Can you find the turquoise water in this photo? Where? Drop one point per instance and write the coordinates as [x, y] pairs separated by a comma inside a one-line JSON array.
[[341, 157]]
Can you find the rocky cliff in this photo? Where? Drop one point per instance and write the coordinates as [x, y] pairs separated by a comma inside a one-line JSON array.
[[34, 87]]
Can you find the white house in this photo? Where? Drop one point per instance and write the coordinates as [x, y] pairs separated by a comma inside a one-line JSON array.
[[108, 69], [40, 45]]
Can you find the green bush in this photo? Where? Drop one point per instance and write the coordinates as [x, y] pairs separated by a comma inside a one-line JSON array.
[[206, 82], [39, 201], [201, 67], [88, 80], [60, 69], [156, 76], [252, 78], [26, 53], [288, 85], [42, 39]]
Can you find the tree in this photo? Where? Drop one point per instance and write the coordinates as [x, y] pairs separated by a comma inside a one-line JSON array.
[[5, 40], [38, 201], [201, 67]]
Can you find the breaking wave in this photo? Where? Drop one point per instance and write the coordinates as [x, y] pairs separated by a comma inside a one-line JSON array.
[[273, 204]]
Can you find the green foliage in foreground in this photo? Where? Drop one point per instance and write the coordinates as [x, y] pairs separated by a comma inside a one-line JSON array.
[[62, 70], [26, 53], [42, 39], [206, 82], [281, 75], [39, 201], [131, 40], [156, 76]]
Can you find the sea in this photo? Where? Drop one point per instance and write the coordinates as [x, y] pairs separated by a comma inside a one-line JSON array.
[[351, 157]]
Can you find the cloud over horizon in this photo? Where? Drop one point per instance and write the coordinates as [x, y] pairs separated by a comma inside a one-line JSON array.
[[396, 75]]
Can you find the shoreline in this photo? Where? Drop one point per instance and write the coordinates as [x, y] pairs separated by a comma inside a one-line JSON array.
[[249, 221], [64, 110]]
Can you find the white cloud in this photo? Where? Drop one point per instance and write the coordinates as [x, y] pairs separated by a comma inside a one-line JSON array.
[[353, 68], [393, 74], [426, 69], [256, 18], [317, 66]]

══════════

* [Task objective]
Give an exact transcription of the data shown above.

* [Answer for the task]
Can you find the turquoise water in this photo? Where? Drop one point per instance and write the coordinates as [x, y] pairs separated by a comma inside a one-line JSON array.
[[341, 157]]
Can you find the rocky cliff in this photo? Where? Drop one point per instance and write the coordinates as [x, y] pairs separated by a comma inside a one-line JSON array.
[[34, 87]]
Can you find the white house in this photo? Where? Drop one point per instance and write the coordinates as [x, y] pairs separated by a comma inside a one-line JSON array.
[[108, 69], [40, 45]]
Can you find the green bush in this photo? Where? Drop one point per instance and write the coordinates as [x, y] pairs separated by a comma inside a one-line JSON array.
[[206, 82], [39, 201], [201, 67], [88, 80], [60, 69], [156, 76], [252, 78], [26, 53], [288, 85], [42, 39]]
Can you find the tree in this photo? Where? Drop one point per instance and write the coordinates as [x, y] pairs separated by a comma inside a one-line JSON array.
[[5, 40], [38, 201], [201, 67]]
Can you find the breaking wave in this photo? Where? Drop one point per instance and write the coordinates as [x, y] pairs separated by a comma inside a one-line JSON array.
[[273, 204]]
Can you find the green foliage in foreground in this photo? Where? Drop one point per instance and write the coordinates as [x, y] pairs separated by a comma inside a one-line JSON array.
[[62, 70], [26, 53], [42, 39], [206, 82], [281, 75], [39, 201], [131, 40], [156, 76]]
Can you find the sea in this photo? Where? Drop one point per instance and write the coordinates as [x, y] pairs separated by a comma inside a one-line JSON array.
[[351, 157]]
Can you find the cloud over horizon in this photo? Where? Drop one point per instance and write the coordinates as [x, y] pairs separated by a comma inside a one-line JSON array.
[[396, 75]]
Can you find the shoreline in this photo? Where? Drop one point per instance and write the coordinates as [x, y] pairs separated by a comma inside a one-line JSON array.
[[249, 221], [64, 110]]
Can you find the white cloud in this photo? Where? Drop one point per instance and write the coordinates as [x, y] pairs separated by a comma inside a one-line JSON array.
[[353, 68], [393, 74], [426, 69], [256, 18], [317, 66]]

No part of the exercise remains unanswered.